▶ **Exercise instructions**: Since only the written part is wanted, repeat the records exactly and omit the pictures.

(Data records)
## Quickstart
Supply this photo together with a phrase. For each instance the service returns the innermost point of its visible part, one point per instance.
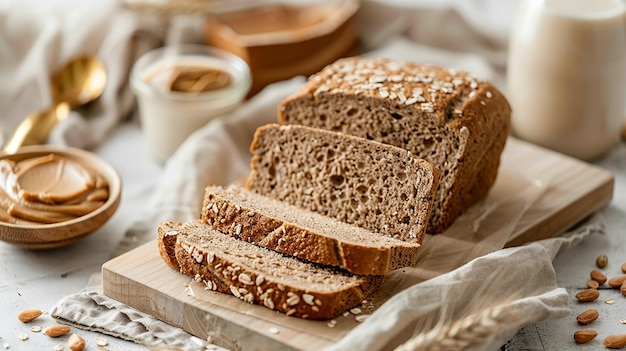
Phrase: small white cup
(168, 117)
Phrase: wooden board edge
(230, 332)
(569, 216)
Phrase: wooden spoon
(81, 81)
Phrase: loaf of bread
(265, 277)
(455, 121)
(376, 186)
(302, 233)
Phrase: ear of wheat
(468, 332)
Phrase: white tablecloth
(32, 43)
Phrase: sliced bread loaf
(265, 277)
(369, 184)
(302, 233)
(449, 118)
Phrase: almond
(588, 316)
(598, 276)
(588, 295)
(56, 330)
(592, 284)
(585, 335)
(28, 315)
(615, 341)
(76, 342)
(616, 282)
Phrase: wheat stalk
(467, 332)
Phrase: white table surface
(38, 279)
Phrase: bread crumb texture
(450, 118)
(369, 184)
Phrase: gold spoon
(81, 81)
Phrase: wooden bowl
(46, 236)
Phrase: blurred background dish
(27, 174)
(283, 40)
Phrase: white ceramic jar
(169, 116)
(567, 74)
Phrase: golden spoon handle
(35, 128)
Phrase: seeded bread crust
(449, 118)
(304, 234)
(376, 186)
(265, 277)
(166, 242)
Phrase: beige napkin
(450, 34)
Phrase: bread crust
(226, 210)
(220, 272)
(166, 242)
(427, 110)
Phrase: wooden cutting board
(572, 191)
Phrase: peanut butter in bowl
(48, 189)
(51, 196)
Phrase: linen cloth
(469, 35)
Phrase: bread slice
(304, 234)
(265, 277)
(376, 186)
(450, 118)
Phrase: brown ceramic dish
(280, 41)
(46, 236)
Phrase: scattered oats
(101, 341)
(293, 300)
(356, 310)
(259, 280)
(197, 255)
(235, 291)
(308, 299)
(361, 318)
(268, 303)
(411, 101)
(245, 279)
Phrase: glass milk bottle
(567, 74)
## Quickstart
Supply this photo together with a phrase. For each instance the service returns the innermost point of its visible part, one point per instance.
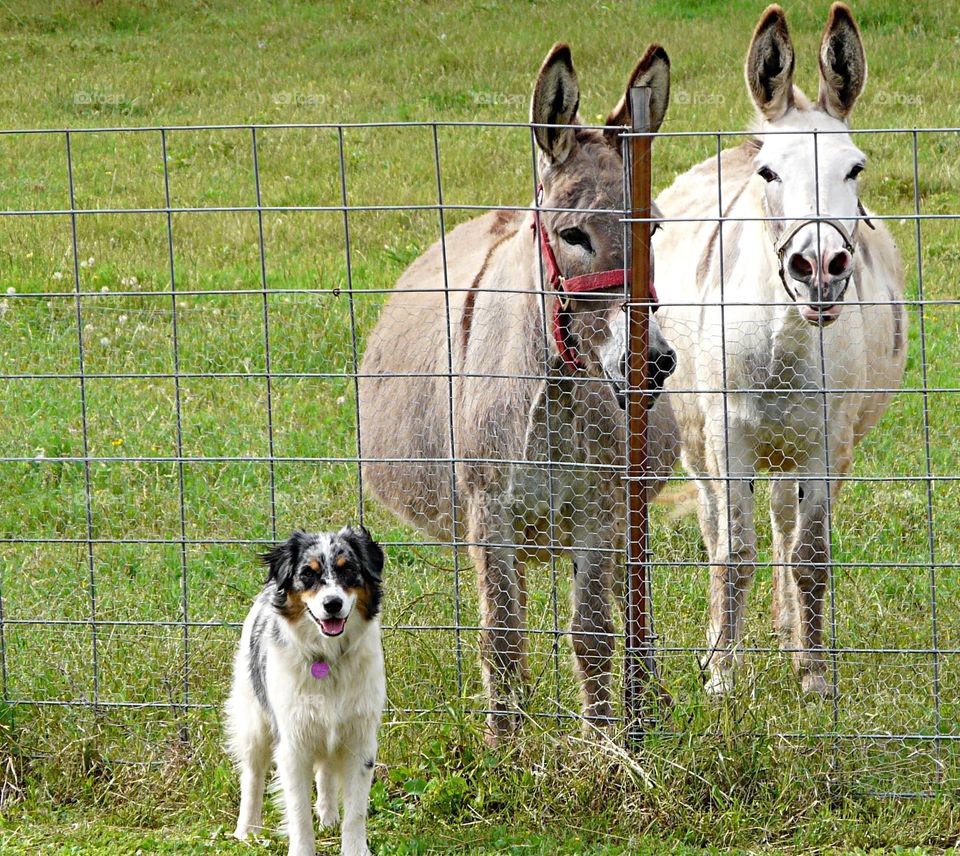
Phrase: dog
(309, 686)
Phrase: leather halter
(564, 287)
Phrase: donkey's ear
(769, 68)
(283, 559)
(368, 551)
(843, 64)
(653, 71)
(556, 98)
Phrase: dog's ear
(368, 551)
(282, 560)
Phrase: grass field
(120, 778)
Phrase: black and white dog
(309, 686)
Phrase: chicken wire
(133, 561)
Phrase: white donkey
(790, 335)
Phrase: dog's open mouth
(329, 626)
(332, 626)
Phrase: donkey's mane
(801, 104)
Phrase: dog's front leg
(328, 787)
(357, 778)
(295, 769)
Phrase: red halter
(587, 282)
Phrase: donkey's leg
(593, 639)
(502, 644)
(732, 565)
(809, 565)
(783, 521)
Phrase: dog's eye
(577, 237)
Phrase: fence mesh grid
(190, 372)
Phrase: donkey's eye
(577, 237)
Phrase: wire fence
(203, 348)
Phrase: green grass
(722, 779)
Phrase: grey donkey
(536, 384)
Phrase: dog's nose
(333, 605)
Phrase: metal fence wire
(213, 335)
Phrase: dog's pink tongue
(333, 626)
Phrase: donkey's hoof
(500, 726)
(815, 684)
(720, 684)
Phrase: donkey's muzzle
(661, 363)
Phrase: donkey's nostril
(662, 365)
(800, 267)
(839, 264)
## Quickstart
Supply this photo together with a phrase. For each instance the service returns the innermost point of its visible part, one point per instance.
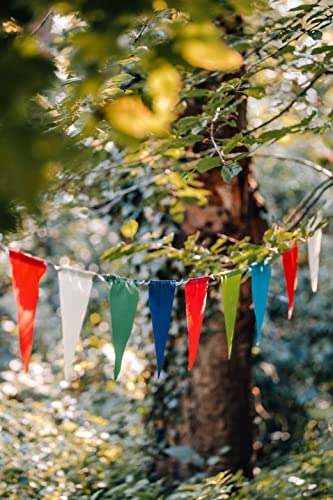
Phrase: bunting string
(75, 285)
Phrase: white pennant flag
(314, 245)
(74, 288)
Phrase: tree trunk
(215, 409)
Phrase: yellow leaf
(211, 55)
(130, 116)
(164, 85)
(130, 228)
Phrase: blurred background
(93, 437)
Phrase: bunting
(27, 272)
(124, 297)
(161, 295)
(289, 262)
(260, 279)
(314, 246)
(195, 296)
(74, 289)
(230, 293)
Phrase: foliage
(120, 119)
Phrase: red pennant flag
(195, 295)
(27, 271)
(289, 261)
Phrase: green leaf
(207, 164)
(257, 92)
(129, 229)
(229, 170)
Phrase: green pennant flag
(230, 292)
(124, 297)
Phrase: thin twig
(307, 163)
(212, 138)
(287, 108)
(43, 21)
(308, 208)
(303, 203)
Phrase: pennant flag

▶ **Answer for the task**:
## Quickstart
Supply this photo together with a phrase. For each instance the service returns the innermost point of its visible part, one point per instance.
Phrase: small white cup
(168, 117)
Phrase: wooden board edge
(230, 332)
(569, 216)
Phrase: wooden spoon
(81, 81)
Phrase: loaf of bread
(265, 277)
(455, 121)
(376, 186)
(302, 233)
Phrase: ear of wheat
(468, 332)
Phrase: white tablecloth
(32, 43)
Phrase: sliced bread loaf
(265, 277)
(369, 184)
(302, 233)
(449, 118)
Phrase: almond
(588, 316)
(598, 276)
(588, 295)
(56, 330)
(592, 284)
(585, 335)
(28, 315)
(615, 341)
(76, 342)
(616, 282)
Phrase: wheat stalk
(467, 332)
Phrase: white table surface
(38, 279)
Phrase: bread crumb texture
(450, 118)
(369, 184)
Phrase: gold spoon
(81, 81)
Phrase: wooden bowl
(46, 236)
Phrase: blurred background dish
(27, 174)
(283, 40)
Phrase: white ceramic jar
(169, 116)
(567, 74)
Phrase: golden spoon handle
(35, 128)
Phrase: seeded bread crust
(449, 118)
(304, 234)
(376, 186)
(265, 277)
(166, 242)
Phrase: beige napkin
(450, 34)
Phrase: bread crust
(226, 210)
(220, 272)
(166, 242)
(427, 110)
Phrase: wooden cutting board
(572, 191)
Phrase: peanut butter in bowl
(48, 189)
(51, 196)
Phrase: linen cloth
(469, 35)
Phrase: bread slice
(304, 234)
(265, 277)
(376, 186)
(450, 118)
Phrase: brown ceramic dish
(280, 41)
(46, 236)
Phrase: scattered oats
(101, 341)
(293, 300)
(356, 310)
(259, 280)
(197, 255)
(235, 291)
(308, 299)
(361, 318)
(268, 303)
(411, 101)
(245, 279)
Phrase: glass milk bottle
(567, 74)
## Quickstart
Supply this photo together with a phrase. For each instance the service returns the innermost point of its visible part, one point per instance.
Phrase: dog
(309, 686)
Phrase: leather halter
(564, 287)
Phrase: donkey's ear
(769, 68)
(283, 559)
(368, 551)
(843, 64)
(653, 71)
(556, 98)
Phrase: dog's ear
(368, 551)
(282, 560)
Phrase: grass field
(120, 778)
Phrase: black and white dog
(309, 686)
Phrase: chicken wire
(133, 561)
Phrase: white donkey
(790, 335)
Phrase: dog's open mouth
(329, 626)
(332, 626)
Phrase: donkey's mane
(801, 104)
Phrase: dog's front leg
(328, 787)
(357, 778)
(295, 769)
Phrase: red halter
(587, 282)
Phrase: donkey's leg
(593, 639)
(502, 644)
(732, 565)
(809, 565)
(783, 521)
Phrase: dog's eye
(577, 237)
Phrase: fence mesh grid
(190, 372)
Phrase: donkey's eye
(577, 237)
Phrase: wire fence
(203, 348)
Phrase: green grass
(722, 779)
Phrase: grey donkey
(536, 384)
Phrase: dog's nose
(333, 605)
Phrase: metal fence wire
(213, 335)
Phrase: dog's pink tongue
(333, 626)
Phrase: donkey's hoof
(500, 726)
(815, 684)
(720, 684)
Phrase: donkey's muzzle
(661, 363)
Phrase: donkey's nostril
(662, 365)
(800, 267)
(839, 264)
## Quickstart
Supply this photo together with a phrase. For each instance the service returns the innermost point of its visible part, one point per instance.
Phrase: bunting string
(75, 285)
Phrase: white pennant flag
(314, 245)
(74, 288)
Phrase: tree trunk
(215, 409)
Phrase: yellow leaf
(211, 55)
(130, 116)
(164, 85)
(130, 228)
Phrase: blurred background
(93, 437)
Phrase: bunting
(27, 272)
(124, 297)
(161, 295)
(289, 262)
(260, 279)
(314, 246)
(195, 296)
(74, 289)
(230, 293)
Phrase: foliage
(120, 119)
Phrase: red pennant flag
(195, 295)
(27, 271)
(289, 261)
Phrase: green leaf
(207, 164)
(257, 92)
(129, 229)
(229, 170)
Phrase: green pennant flag
(230, 292)
(124, 297)
Phrase: thin twig
(307, 163)
(212, 138)
(287, 108)
(43, 21)
(308, 208)
(303, 203)
Phrase: pennant flag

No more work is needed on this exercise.